(Point localization data)

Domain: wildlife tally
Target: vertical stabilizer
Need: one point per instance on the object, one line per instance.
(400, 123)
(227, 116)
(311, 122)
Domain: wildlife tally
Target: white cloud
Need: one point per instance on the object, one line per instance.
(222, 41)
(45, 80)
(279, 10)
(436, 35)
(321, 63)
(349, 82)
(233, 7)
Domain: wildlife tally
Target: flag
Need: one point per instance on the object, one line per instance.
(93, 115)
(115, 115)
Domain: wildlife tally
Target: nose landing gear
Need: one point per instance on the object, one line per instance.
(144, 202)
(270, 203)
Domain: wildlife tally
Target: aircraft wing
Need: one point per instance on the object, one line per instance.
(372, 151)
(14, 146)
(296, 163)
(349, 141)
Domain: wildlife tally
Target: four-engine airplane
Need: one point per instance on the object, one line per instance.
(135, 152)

What the task asks
Each entry above needs to be output exactly.

Worked solution
Domain: wildlife tally
Target: vertical stabilizer
Need: one point per instance on the object, one line per instance.
(400, 123)
(227, 116)
(311, 122)
Domain: wildlife tally
Target: white cloud
Need: one point per instance on the object, one line per instance.
(222, 41)
(45, 80)
(279, 10)
(436, 35)
(321, 63)
(349, 82)
(233, 7)
Domain: wildlife tally
Target: flag
Need: one point per instance on the object, one line per instance.
(93, 115)
(115, 115)
Domain: wildlife tally
Target: nose landing gear
Need: one point per instance on the object, one line per instance.
(144, 202)
(270, 203)
Domain: wildlife tally
Target: aircraft wing
Need: one point per instance on the object, one line per instance.
(372, 151)
(14, 146)
(296, 163)
(349, 141)
Domain: wildlife tally
Target: four-engine airplane
Need: one point per instance on the object, one line per instance.
(135, 152)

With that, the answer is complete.